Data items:
----
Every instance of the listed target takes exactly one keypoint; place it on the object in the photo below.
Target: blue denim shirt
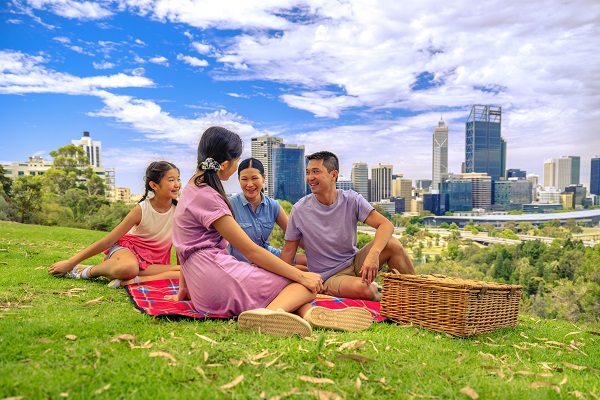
(258, 226)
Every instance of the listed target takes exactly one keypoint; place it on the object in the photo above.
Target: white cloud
(103, 65)
(62, 39)
(193, 61)
(159, 60)
(202, 48)
(238, 96)
(85, 10)
(22, 73)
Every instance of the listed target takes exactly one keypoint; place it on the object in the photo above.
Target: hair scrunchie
(210, 164)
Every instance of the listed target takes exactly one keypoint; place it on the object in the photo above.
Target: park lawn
(63, 338)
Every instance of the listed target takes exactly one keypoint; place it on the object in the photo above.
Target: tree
(411, 229)
(94, 185)
(66, 169)
(27, 196)
(69, 158)
(5, 183)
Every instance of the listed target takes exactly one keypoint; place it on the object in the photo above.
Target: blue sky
(367, 80)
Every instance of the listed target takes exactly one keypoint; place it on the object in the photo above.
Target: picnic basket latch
(510, 294)
(482, 292)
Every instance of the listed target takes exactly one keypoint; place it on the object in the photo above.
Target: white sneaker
(344, 319)
(274, 322)
(77, 272)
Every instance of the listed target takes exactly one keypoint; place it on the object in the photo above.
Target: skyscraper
(575, 169)
(360, 179)
(288, 172)
(381, 182)
(595, 176)
(485, 148)
(558, 172)
(261, 148)
(93, 149)
(563, 174)
(440, 154)
(549, 172)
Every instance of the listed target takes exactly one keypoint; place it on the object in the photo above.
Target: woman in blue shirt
(256, 213)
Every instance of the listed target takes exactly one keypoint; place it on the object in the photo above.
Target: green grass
(38, 358)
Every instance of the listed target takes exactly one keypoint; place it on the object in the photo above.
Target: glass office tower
(288, 172)
(485, 149)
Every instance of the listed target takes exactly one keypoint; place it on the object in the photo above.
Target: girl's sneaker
(78, 272)
(274, 322)
(117, 283)
(344, 319)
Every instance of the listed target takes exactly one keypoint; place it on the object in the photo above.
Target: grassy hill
(62, 338)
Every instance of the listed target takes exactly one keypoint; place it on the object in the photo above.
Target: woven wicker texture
(459, 307)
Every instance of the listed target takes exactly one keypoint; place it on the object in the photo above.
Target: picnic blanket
(149, 298)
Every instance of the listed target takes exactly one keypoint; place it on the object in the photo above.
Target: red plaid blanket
(149, 297)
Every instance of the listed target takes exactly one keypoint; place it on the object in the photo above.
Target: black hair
(330, 160)
(221, 145)
(252, 163)
(154, 173)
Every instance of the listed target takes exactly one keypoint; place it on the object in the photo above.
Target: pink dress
(218, 283)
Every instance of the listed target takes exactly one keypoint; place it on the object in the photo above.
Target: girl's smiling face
(251, 182)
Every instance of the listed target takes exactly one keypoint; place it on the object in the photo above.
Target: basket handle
(482, 292)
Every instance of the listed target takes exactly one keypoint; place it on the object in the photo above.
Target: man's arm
(289, 251)
(383, 233)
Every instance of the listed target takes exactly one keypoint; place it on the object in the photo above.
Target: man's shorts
(332, 285)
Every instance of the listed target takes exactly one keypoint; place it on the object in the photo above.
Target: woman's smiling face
(251, 182)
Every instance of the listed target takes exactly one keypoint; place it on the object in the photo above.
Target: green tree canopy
(27, 196)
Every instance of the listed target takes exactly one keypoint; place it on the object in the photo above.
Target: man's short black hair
(330, 160)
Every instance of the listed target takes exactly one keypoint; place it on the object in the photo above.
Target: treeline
(67, 194)
(560, 279)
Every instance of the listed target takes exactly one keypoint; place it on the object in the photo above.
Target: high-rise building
(512, 194)
(575, 169)
(402, 187)
(595, 176)
(288, 172)
(481, 195)
(359, 176)
(558, 172)
(93, 149)
(549, 172)
(579, 195)
(440, 154)
(485, 148)
(424, 184)
(261, 148)
(456, 194)
(344, 183)
(563, 173)
(516, 173)
(381, 182)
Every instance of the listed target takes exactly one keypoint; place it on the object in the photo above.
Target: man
(326, 221)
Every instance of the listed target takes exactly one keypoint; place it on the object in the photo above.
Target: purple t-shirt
(328, 232)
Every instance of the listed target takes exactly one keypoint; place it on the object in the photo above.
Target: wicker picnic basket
(459, 307)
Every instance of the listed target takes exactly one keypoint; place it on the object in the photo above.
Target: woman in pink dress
(267, 294)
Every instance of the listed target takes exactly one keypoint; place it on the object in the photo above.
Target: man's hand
(369, 269)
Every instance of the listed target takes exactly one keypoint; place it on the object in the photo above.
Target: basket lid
(443, 280)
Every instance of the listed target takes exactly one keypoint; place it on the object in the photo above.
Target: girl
(256, 213)
(217, 282)
(139, 248)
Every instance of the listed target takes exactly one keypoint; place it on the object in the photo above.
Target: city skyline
(368, 83)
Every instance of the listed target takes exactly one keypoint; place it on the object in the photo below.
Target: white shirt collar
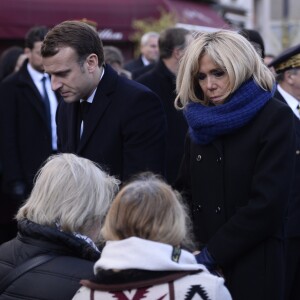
(90, 99)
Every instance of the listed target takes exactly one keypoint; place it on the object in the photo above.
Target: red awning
(114, 17)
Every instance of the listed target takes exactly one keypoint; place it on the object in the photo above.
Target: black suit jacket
(293, 221)
(161, 81)
(25, 137)
(237, 188)
(125, 128)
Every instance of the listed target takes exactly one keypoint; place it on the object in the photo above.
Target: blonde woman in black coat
(237, 163)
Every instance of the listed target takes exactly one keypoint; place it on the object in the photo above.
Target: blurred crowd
(175, 173)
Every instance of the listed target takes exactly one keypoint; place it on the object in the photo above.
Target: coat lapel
(100, 103)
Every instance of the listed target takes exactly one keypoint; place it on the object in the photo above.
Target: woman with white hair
(146, 229)
(237, 162)
(61, 221)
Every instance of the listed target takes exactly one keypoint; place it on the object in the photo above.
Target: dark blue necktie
(46, 101)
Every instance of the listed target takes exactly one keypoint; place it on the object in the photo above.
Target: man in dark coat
(148, 55)
(124, 129)
(149, 52)
(28, 133)
(162, 80)
(287, 66)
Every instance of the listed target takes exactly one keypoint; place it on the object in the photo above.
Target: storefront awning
(114, 17)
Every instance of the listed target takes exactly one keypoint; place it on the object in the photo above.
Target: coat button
(198, 208)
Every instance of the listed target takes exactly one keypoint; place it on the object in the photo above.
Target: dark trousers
(292, 275)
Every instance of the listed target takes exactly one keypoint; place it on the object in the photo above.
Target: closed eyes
(215, 73)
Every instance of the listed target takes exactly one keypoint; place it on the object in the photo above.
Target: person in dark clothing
(148, 52)
(62, 217)
(146, 231)
(238, 160)
(11, 61)
(125, 128)
(162, 80)
(27, 126)
(287, 67)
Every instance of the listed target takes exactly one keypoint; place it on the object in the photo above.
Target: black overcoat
(25, 137)
(293, 220)
(238, 188)
(125, 130)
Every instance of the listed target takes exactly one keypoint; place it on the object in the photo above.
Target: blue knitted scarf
(208, 122)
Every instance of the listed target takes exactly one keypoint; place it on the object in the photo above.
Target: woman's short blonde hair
(232, 53)
(73, 192)
(148, 208)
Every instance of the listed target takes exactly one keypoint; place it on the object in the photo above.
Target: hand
(205, 258)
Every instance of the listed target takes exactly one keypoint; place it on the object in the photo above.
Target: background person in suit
(114, 57)
(149, 54)
(124, 130)
(287, 67)
(161, 79)
(27, 125)
(11, 61)
(238, 160)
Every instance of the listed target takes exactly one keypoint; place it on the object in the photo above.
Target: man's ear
(92, 62)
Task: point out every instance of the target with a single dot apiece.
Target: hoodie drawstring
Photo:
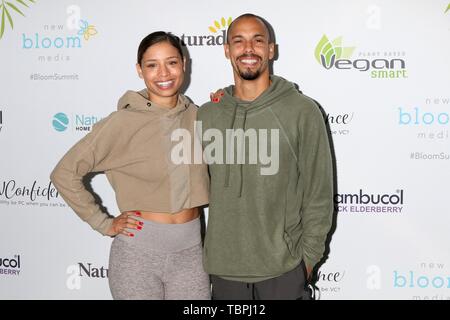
----
Your copy should match the entries above exactly and contain no pictures.

[Output below]
Every instance of the listed target takes exactly one keypoint; place it on the object in the photo below.
Target: blue denim shirt
(258, 226)
Every instance of the listed target takes exactly one keypoint; place it on the object in the photo above.
Target: white cloud
(103, 65)
(62, 39)
(193, 61)
(159, 60)
(202, 48)
(238, 96)
(85, 10)
(22, 73)
Every instance of the listed target takes exactly one keypoint; place it on the object in the photo above.
Target: hair scrunchie
(210, 164)
Every instance of the listed target takes exactly one keypoint; place it on the object in the photo above.
Target: park lawn
(63, 338)
Every instance of the listed target takes exactly one keypoint; place it on the object in the photo above.
Target: tree
(411, 229)
(94, 185)
(66, 169)
(27, 196)
(69, 158)
(5, 183)
Every instance of the listed target takes exactly one keypoint; place it on the object in the photo above.
Target: blue sky
(367, 80)
Every instance of the listed target takes exactly one keypoint; place it on the object in the photo above.
Target: picnic basket latch
(510, 294)
(482, 292)
Every instance of the listed target takes exactly one keypoint; place it on the object in the photo above.
Target: white sneaker
(344, 319)
(274, 322)
(77, 272)
Every instance of the listed target takes exactly one keypoint; place it on the object in the photo above.
Target: skyscraper
(575, 169)
(360, 179)
(288, 172)
(381, 182)
(595, 176)
(485, 148)
(558, 172)
(261, 148)
(93, 149)
(563, 174)
(440, 154)
(549, 172)
Every instance of the listed target takes exactly one keypoint; place it on the object in the photo above.
Target: woman in blue shirt
(256, 213)
Every instance of the listed target takes exactly one keypoint; place it on the object in the photo above.
Target: green grass
(38, 358)
Every instance of the listed target takes exactly one keypoint; place it on the object in the photo above.
Target: glass office tower
(288, 172)
(485, 149)
Every instance of the listed target takes exactly one keypoint; place it on the object in the photo above.
Target: girl's sneaker
(78, 272)
(274, 322)
(117, 283)
(344, 319)
Every instance of the listed target takes exactly one keypoint; place it on the object in the photo above.
Target: grassy hill
(62, 338)
Every instance of the listed target takes exactly one keypoint; place it on the object in the photo above.
Target: woven wicker texture
(459, 307)
Every instance of the listed target takes exactly one keypoint; place it on the object in the photo above.
Target: picnic blanket
(149, 298)
Every instance of the listed target takes exactly one keypoint; place it on the object in the photo above.
Target: red plaid blanket
(149, 297)
Every instance of the listed target takes exactly one keypoint; place it on the object in the photo above.
Target: black hair
(330, 160)
(221, 145)
(252, 163)
(154, 173)
Every instance of the listed target takes exactly one keypoint; place it on the object in the photo above.
Target: pink dress
(218, 283)
Every instance of the listed target takes exactly one keypoint; place it on the object in the photo above.
Target: girl's smiling face
(251, 182)
Every instance of the listed target takes exactly one keypoint; place it on the object in the photo above.
Target: basket handle
(482, 292)
Every instance of the listed target takes exactly one keypoint; place it on the object in the photo above.
Target: man's arm
(289, 251)
(383, 233)
Every instance of the listed target takes exactly one keypoint; place it on the object in the photo above.
Target: man's shorts
(332, 285)
Every instance of the listed target takes exactly one keypoint; place it on the object in the photo above.
Target: woman's smiling face
(251, 182)
Every instance of the listed target takes exactly one keypoint; place it on the object in the photo above.
Target: green tree canopy
(27, 196)
Every instance of the listed target takes exactly one keypoint; place it on the object in the photo above.
Target: man's short black hair
(330, 160)
Every instance of the listed target takes exactly one keypoint; place it on the object in the photo above.
Target: treeline
(67, 194)
(560, 279)
Every instance of the listed target takes exactly one keypoint; place it on the object in the photo above.
Target: high-rise building
(512, 194)
(575, 169)
(402, 187)
(595, 176)
(288, 172)
(481, 195)
(359, 176)
(558, 172)
(93, 149)
(549, 172)
(579, 195)
(440, 154)
(485, 148)
(424, 184)
(261, 148)
(456, 194)
(344, 183)
(563, 173)
(516, 173)
(381, 182)
Every instance of the listed target takes exactly one keypoint; place it on the object in the photo above.
Target: man
(326, 221)
Every instance of the listed target takes exactly one keypoint; place it on the object in the photo above.
Target: purple t-shirt
(328, 232)
Every instance of the listed target takes exactly one keypoint; place it on the object in the photo above.
Target: wicker picnic basket
(459, 307)
Every instance of the listed target takes exactly one keypoint; place it on the object in the photo above.
Target: woman in pink dress
(267, 294)
Every instance of the listed target takes exactly one keypoint; place it on the object in the photo above.
Target: man's hand
(369, 269)
Every instance of the listed target takes exactly one keypoint; place it on the object in the photo above.
Target: basket lid
(443, 280)
Every instance of the listed target takes exactly one keypoint; place it on the object in the photo above.
Target: girl
(256, 213)
(217, 282)
(139, 248)
Every instance of the listed target takes exactly one keypoint; place it on the object in the photo above.
Target: city skyline
(368, 83)
Every instance of the listed target takes exactly one keypoint; place it on the object in the photo below.
Target: white shirt collar
(90, 99)
Every instance of the listed target takes exactly one keypoint; place it on the object in the photo above.
Target: red awning
(114, 17)
Every instance of the listed target takes exactly one keypoint; place it on the object in the photo above.
Target: black suit jacket
(293, 221)
(161, 81)
(25, 137)
(237, 188)
(125, 128)
Every instance of the listed target takes exactly one keypoint; place it on the object in the photo above.
Target: blonde woman in black coat
(237, 163)
Every instance of the listed target takes exactly one keypoint; place it on the object in the photo above.
Target: blurred crowd
(175, 173)
Every instance of the listed target takes exactly one keypoint; place it on the object in the photo above.
Target: coat lapel
(100, 103)
Every instance of the listed target takes exactly one keypoint; place it on the object in the photo above.
Target: woman with white hair
(146, 229)
(237, 162)
(61, 221)
Every instance of the listed target takes exactly one keypoint; place it on the object in the photo above.
Target: dark blue necktie
(46, 101)
Every instance of the listed target takes exactly one keypoint; place it on the object in the photo above.
Target: man in dark coat
(148, 55)
(124, 129)
(149, 52)
(28, 133)
(162, 80)
(287, 66)
Every instance of the listed target takes exactly one keypoint; place it on the object in the photo above.
Target: storefront awning
(114, 17)
Every instance of the listed target takes exactly one keypoint; place it on the object in the photo above.
Target: coat button
(198, 208)
Every instance of the listed target takes exactly one keypoint; place it on the object in the photo above.
Target: dark trousers
(292, 275)
Every instance of the listed target takes exactly one keypoint; place it on the object in the photo above.
Target: closed eyes
(215, 73)
Every instance of the listed target takes exactly one keypoint; place it on the object in the photo above.
Target: person in dark clothing
(148, 52)
(62, 217)
(146, 231)
(238, 160)
(11, 61)
(125, 128)
(162, 80)
(27, 126)
(287, 67)
Every instance of the listed target takes exactly one keypoint; place it on the object in the photo above.
Target: black overcoat
(25, 137)
(293, 220)
(238, 188)
(125, 130)
Every instance of the listed target takes exactly one keypoint; place it on the object in the photo above.
Target: blue knitted scarf
(208, 122)
Every instance of the listed target takes exactly one keypoint; place it on the object in the photo above.
Target: woman's short blonde hair
(232, 53)
(73, 192)
(148, 208)
Every instance of the listed target takes exactly one keypoint; place it on the object in the photo above.
Target: hand
(205, 258)
Every instance of the listed target takes exactly one keypoint; place it on the object in the photo above.
Target: background person in suit
(114, 57)
(149, 54)
(124, 130)
(287, 67)
(161, 79)
(27, 125)
(11, 61)
(238, 160)
Every instance of the listed target takes exactly one keypoint; place it on the object in the photo above.
Target: man's ear
(92, 62)
Task: point out every instance of the target with a single dot apiece.
Target: hoodie drawstring
Photo:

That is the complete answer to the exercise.